#### [Task description]
Go through the data below and copy each line where the word "this" occurs.

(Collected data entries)
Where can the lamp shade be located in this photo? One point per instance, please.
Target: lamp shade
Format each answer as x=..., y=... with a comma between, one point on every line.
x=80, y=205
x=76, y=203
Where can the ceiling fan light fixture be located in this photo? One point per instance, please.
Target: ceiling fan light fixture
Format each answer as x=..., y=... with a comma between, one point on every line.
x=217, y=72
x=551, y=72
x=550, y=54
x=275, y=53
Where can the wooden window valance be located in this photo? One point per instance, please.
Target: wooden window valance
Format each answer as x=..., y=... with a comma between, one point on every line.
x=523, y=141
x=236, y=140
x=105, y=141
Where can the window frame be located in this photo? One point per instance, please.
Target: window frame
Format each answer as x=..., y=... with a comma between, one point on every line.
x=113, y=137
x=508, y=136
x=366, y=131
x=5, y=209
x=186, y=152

#### [Response box]
Where can the lamp shade be located in this photo? One point per instance, please.
Where can the ceiling fan light fixture be located in this photo? One point per instance, please.
Where can the wooden window valance be located in this photo? One point per instance, please.
Where can the window frame be located in this photo? One point per instance, please.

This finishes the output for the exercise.